Entries on locating named things
-- start --

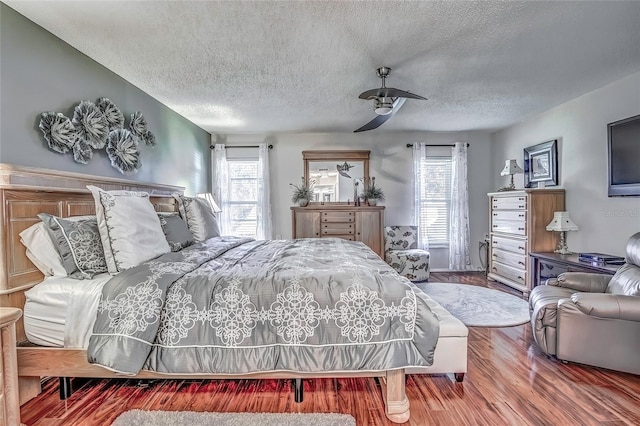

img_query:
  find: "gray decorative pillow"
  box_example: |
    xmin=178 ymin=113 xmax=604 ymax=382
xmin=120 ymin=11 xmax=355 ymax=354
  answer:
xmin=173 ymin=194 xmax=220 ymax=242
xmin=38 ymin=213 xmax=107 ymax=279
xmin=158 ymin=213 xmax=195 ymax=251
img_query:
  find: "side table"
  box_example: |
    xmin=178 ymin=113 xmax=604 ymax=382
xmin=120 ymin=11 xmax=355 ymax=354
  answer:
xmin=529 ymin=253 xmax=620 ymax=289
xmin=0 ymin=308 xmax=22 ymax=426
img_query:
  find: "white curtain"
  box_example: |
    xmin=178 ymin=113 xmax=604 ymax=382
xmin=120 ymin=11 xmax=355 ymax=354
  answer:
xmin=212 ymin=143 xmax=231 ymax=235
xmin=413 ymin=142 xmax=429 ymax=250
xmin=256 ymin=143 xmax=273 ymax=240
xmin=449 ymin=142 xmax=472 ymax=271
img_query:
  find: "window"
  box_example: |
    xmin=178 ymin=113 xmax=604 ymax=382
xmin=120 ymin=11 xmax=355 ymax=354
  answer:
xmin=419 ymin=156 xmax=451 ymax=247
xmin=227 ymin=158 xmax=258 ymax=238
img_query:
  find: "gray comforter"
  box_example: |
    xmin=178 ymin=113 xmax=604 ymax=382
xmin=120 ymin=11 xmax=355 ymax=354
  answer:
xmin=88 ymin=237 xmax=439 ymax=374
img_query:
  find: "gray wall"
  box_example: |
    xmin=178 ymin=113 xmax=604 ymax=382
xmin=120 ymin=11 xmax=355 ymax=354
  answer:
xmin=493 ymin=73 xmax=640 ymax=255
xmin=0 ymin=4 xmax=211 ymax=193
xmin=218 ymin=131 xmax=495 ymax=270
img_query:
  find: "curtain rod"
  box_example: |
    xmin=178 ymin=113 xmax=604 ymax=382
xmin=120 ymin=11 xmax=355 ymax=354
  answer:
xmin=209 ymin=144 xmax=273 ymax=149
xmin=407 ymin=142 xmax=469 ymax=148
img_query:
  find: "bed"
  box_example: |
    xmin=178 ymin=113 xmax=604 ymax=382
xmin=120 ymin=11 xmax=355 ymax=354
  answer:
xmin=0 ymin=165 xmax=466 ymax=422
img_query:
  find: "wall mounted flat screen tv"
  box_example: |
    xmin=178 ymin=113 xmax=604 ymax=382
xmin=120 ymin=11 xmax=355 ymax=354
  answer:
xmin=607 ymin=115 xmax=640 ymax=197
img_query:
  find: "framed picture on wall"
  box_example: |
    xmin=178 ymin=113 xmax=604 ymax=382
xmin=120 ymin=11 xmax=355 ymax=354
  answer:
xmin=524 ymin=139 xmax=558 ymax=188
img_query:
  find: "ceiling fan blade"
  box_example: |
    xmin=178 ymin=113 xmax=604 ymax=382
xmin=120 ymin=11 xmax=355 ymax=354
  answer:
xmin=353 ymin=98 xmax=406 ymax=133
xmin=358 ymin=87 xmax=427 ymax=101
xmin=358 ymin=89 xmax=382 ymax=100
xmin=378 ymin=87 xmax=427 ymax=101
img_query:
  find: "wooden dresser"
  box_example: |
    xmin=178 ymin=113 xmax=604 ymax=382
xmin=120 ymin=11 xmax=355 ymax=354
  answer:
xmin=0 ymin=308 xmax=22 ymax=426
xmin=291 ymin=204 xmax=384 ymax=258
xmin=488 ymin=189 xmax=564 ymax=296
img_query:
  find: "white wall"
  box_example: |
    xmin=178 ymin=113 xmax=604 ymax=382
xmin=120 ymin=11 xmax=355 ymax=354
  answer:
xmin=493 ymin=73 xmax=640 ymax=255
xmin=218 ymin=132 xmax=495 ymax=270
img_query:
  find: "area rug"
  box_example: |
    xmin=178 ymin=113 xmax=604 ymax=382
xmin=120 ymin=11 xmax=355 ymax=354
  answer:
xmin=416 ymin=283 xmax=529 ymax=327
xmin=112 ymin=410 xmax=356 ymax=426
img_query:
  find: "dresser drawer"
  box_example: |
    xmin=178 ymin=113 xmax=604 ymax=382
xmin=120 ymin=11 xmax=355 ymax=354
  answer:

-- end --

What is expected :: Rewrite the entries with "beige" substituted for every "gray", starting at the beginning of the entries and ending at the line that contains "xmin=218 ymin=131 xmax=495 ymax=270", and change nothing else. Don't include the pictures.

Solved problem ::
img_query:
  find: "beige decorative pillow"
  box_example: |
    xmin=178 ymin=113 xmax=604 ymax=382
xmin=120 ymin=11 xmax=355 ymax=354
  answer:
xmin=173 ymin=194 xmax=220 ymax=242
xmin=38 ymin=213 xmax=107 ymax=279
xmin=158 ymin=213 xmax=195 ymax=251
img_query:
  find: "side table"
  box_example: |
    xmin=178 ymin=113 xmax=604 ymax=382
xmin=120 ymin=11 xmax=355 ymax=354
  answer:
xmin=529 ymin=253 xmax=620 ymax=289
xmin=0 ymin=308 xmax=22 ymax=426
img_query:
  find: "white curtain"
  box_example: |
    xmin=178 ymin=113 xmax=604 ymax=382
xmin=120 ymin=11 xmax=355 ymax=354
  answer:
xmin=212 ymin=143 xmax=231 ymax=235
xmin=413 ymin=142 xmax=429 ymax=250
xmin=256 ymin=143 xmax=273 ymax=240
xmin=449 ymin=142 xmax=472 ymax=271
img_query:
  find: "window"
  box_example: |
    xmin=178 ymin=113 xmax=604 ymax=382
xmin=120 ymin=11 xmax=355 ymax=354
  answer:
xmin=419 ymin=156 xmax=451 ymax=247
xmin=227 ymin=158 xmax=258 ymax=238
img_query:
  find: "beige comforter"
  box_example: |
    xmin=178 ymin=113 xmax=604 ymax=382
xmin=120 ymin=11 xmax=355 ymax=354
  answer:
xmin=88 ymin=237 xmax=439 ymax=374
img_query:
  find: "beige wall"
  box_example: |
    xmin=178 ymin=113 xmax=604 ymax=382
xmin=120 ymin=11 xmax=355 ymax=354
  answer:
xmin=493 ymin=73 xmax=640 ymax=255
xmin=0 ymin=4 xmax=211 ymax=193
xmin=218 ymin=131 xmax=495 ymax=270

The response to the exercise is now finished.